Task brief —
Will you quote all of the entries, word for word?

Entries from a point annotation set:

= = = = =

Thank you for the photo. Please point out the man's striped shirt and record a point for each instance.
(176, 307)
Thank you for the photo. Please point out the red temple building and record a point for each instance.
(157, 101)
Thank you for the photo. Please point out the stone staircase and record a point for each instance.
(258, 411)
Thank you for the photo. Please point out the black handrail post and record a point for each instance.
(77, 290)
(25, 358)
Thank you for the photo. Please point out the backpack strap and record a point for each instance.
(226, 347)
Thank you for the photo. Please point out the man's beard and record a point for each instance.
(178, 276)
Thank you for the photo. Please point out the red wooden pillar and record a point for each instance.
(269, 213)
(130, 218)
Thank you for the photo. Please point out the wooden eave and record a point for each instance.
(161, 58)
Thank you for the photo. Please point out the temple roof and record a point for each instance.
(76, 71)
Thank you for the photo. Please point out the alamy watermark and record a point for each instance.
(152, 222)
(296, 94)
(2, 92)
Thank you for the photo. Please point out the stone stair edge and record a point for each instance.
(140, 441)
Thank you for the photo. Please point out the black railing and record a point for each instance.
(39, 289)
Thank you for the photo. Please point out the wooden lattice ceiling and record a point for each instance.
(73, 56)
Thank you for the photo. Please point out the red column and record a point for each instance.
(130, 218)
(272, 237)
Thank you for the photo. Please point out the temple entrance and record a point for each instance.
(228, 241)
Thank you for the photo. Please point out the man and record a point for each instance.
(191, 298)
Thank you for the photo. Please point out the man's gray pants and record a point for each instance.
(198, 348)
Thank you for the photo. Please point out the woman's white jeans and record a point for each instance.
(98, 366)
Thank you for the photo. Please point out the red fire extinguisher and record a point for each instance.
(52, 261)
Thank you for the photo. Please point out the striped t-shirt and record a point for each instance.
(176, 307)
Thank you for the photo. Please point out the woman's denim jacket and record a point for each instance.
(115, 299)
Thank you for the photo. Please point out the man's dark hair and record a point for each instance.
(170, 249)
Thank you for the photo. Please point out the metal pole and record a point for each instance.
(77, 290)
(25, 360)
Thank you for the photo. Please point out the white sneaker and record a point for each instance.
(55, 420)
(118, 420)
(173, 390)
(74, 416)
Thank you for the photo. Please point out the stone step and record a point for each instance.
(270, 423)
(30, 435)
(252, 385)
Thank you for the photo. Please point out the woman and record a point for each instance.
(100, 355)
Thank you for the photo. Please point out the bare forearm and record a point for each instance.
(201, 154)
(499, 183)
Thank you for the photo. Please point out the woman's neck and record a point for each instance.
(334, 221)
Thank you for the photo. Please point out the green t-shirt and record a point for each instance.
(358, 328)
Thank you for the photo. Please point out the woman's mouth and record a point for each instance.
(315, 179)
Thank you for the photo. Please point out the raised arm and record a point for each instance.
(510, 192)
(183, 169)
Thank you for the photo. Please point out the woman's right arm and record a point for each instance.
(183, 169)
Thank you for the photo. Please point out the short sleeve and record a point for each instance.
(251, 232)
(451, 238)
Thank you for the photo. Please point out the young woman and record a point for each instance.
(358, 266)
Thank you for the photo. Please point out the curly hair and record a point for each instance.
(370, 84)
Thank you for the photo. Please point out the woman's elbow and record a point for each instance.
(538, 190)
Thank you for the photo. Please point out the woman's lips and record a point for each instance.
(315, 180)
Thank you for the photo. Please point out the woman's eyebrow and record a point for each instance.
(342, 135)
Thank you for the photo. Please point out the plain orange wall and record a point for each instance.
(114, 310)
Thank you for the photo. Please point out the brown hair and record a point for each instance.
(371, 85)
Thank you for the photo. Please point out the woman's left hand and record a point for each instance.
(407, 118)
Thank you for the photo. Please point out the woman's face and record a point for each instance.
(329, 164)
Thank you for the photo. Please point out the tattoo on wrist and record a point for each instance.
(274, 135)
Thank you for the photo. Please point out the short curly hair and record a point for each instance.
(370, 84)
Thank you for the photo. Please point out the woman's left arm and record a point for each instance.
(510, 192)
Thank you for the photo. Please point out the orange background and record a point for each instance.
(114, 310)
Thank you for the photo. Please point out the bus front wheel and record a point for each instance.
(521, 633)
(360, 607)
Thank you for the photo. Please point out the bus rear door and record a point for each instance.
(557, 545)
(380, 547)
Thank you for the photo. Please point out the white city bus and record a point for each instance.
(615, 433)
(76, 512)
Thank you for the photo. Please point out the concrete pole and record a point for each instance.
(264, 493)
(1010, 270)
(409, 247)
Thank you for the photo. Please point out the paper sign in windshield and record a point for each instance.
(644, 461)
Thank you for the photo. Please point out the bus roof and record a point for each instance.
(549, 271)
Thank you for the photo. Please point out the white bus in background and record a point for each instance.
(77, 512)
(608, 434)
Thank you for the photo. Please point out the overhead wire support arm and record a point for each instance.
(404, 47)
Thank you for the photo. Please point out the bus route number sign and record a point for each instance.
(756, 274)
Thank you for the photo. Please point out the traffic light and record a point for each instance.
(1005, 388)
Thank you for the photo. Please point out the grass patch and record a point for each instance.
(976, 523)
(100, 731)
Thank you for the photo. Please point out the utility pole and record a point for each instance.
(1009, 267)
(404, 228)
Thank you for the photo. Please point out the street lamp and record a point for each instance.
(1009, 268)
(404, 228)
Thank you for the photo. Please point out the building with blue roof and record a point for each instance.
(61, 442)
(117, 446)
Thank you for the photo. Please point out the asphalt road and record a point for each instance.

= = = = =

Exercise output —
Thank you for the photo. Please point out the man's striped shirt and record a point for each instance.
(176, 307)
Thank you for the photo. Please point out the red temple building and record a point for each instance.
(157, 101)
Thank you for the photo. Please point out the stone staircase and record a point for each instance.
(258, 411)
Thank you for the photo. Please point out the black handrail post and record a point for each instance.
(77, 290)
(25, 358)
Thank you for the photo. Please point out the backpack strap and record a point for each instance.
(226, 347)
Thank you for the photo. Please point out the man's beard and record a point for each instance.
(178, 276)
Thank you for the photo. Please point out the red wooden pillar and record a point for each instance.
(269, 213)
(130, 218)
Thank you for the photo. Please point out the wooden eave and record a point for each instance.
(161, 58)
Thank you for the photo. Please point out the temple roof and record a point for each instance.
(76, 71)
Thank you for the photo. Please point out the alamy watermark and record a point for each instance.
(152, 222)
(296, 94)
(2, 92)
Thank you for the photo. Please point out the stone stair edge and record a point for each instance.
(140, 441)
Thank you for the photo. Please point out the black railing and record a point for each instance.
(39, 289)
Thank you for the photo. Please point out the wooden lattice ceiling and record a point for each instance.
(73, 56)
Thank you for the photo. Please point out the red column and record a point for each instance.
(130, 218)
(272, 237)
Thank you for the photo. Please point out the temple entrance and record a point for each instance.
(228, 241)
Thank you for the photo. Please point out the man and record a point for each instance.
(191, 298)
Thank you for the photo. Please point out the man's gray pants and record a point for each instance.
(198, 348)
Thank you for the photo. Please point out the woman's white jeans and record a point for each instance.
(98, 366)
Thank you for the photo. Please point out the red fire extinguisher and record a point for each instance.
(52, 261)
Thank you for the photo. Please point out the striped t-shirt and record a point for each instance.
(176, 307)
Thank you for the photo. Please point out the woman's denim jacket and record a point for each instance.
(115, 299)
Thank you for the photo. Please point out the man's dark hair and record a point for each instance.
(170, 249)
Thank you for the photo. Please point out the metal pole and record a point for each instance.
(77, 290)
(25, 360)
Thank you for the photo. Please point out the white sneaker and record a point for each instance.
(55, 420)
(118, 420)
(173, 390)
(74, 416)
Thank you for the photo. Please point out the stone step and record a point for each instance.
(270, 423)
(30, 435)
(252, 385)
Thank you for the photo. Please point out the woman and record a point for each instance.
(100, 355)
Thank you for the photo. Please point out the bare forearm and record a point for each instance.
(201, 154)
(499, 183)
Thank you for the photo. Please point out the woman's neck and record a point for each instance.
(334, 221)
Thank you for the photo. Please point out the green t-shirt and record a point for each instance.
(358, 328)
Thank you for the photo. Please point out the woman's mouth and record a point for each instance.
(315, 179)
Thank you for the photo. Please point out the raised arm and record a point for each instance.
(510, 192)
(183, 169)
Thank you for the photo. Please point out the woman's right arm and record a point for each instance.
(183, 169)
Thank you for the photo. Please point out the short sleeve and record a point for each instance.
(251, 232)
(451, 238)
Thank you for the photo. Please point out the young woman and record a point for each instance.
(358, 266)
Thank you for the photo. Please point out the curly hair and record a point for each instance.
(370, 84)
Thank you for the photo. Please point out the woman's elbow and record a point for each instance.
(538, 190)
Thank you for the photo. Please point out the woman's lips and record a point for each instance.
(315, 180)
Thank you for the photo. Please point out the woman's eyebrow and record a point for each instance.
(342, 135)
Thank you for the photo. Please point out the plain orange wall and record a point for each instance.
(114, 310)
Thank you for the photo. Please point out the brown hair and record a point for each instance.
(371, 85)
Thank you for the photo. Please point out the woman's left hand and record a point for each instance.
(407, 118)
Thank you for the photo. Please point out the woman's face and record a point for each instance.
(329, 164)
Thank you for the photo. Please point out the tattoo on wrist and record a point for each instance.
(274, 135)
Thank you for the photo. Please point out the short curly hair and record a point for each instance.
(370, 84)
Thank you for the photo. Please point out the woman's left arm and record a point for each instance.
(510, 192)
Thank you for the photo. Please point out the orange background and record a point for each instance.
(114, 310)
Thank you for the photo. Please point out the bus front wheel and record a point for each instance.
(521, 633)
(360, 607)
Thank you for the photo. Please point out the bus rear door and record a point for each instance.
(557, 545)
(380, 547)
Thank you for the photo. Please point out the white city bus and record a point for each instance.
(615, 433)
(76, 512)
Thank you for the photo. Please point out the concrete pole and record a point for each instance.
(264, 493)
(1010, 270)
(409, 247)
Thank you for the photo. Please point out the paper sign in windshield and record a point for each instance.
(644, 461)
Thank you for the photo. Please point out the bus roof and record a point for each instance.
(549, 271)
Thank you for the photo. Please point out the white bus in background and record a point for each instance.
(77, 512)
(608, 434)
Thank you for the photo. Please point out the overhead wire support arm and record a point for each instance.
(404, 47)
Thank you for the photo. Please point out the bus route number sign and record a point for each instance.
(756, 274)
Thank you for the photo. Please point out the traffic light and record a point for each instance.
(1005, 388)
Thank you for the photo. Please point out the grass patch and record a point for each instance.
(976, 523)
(100, 731)
Thank you for the photo. Please point out the utility pole and record a point for each instance.
(1009, 267)
(404, 228)
Thank you for the photo. Please point out the street lamp and record a point for each instance.
(1009, 268)
(404, 228)
Thank you for the photo. Please point out the building with blue roof and record a point for each instance.
(61, 442)
(117, 446)
Thank you for the photo. Please point out the asphalt road and record a point for each instance.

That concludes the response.